- _Task to carry out_: Where a line of the material includes the string "white", copy that line.

- _Data_:

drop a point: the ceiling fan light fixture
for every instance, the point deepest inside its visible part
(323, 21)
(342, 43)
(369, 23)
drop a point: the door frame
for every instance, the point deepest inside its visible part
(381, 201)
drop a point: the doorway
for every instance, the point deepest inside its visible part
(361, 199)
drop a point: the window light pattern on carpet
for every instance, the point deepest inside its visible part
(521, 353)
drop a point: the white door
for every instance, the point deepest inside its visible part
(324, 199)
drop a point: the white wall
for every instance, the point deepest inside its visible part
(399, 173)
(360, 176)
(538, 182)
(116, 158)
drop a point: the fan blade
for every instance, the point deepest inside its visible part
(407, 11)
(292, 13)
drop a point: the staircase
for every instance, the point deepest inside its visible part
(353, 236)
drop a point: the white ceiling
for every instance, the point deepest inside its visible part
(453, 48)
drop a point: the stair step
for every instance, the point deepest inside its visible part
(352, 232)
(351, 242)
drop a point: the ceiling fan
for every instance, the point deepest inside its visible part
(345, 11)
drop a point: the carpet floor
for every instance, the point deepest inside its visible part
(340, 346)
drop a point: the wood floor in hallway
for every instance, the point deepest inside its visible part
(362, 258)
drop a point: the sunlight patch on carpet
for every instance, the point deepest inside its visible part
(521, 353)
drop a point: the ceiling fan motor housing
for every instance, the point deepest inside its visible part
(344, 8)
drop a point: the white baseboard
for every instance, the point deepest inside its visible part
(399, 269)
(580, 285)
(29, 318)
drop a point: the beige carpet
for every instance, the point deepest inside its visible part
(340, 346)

---

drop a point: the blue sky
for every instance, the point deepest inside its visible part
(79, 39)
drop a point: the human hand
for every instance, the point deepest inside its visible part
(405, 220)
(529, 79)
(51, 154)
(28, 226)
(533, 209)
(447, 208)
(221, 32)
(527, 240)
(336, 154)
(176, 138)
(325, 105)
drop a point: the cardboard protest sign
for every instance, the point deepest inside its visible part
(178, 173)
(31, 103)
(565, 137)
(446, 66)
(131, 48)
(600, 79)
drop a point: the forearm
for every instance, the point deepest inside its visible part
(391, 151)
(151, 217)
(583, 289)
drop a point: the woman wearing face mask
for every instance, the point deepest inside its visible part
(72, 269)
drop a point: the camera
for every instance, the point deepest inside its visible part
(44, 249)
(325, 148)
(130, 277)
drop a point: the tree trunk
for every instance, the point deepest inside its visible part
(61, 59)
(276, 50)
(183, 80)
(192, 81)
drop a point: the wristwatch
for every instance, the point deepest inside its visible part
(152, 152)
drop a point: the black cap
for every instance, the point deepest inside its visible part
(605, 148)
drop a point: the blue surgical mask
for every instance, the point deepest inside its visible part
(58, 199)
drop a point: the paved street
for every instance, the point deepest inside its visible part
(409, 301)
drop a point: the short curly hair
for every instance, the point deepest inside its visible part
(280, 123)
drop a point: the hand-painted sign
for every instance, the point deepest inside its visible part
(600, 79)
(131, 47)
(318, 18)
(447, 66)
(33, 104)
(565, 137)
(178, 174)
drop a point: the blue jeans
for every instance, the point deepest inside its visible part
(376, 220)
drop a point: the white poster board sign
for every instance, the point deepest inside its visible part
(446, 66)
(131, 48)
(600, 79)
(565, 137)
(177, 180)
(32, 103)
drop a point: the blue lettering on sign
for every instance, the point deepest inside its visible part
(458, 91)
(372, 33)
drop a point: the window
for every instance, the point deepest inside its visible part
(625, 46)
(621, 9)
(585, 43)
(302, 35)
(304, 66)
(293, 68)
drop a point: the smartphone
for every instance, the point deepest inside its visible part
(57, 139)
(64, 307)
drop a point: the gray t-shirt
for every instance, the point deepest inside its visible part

- _Your response_:
drop a point: the white door
drop a point: the white wall
drop a point: the white ceiling
drop a point: the white baseboard
drop a point: the white poster board sign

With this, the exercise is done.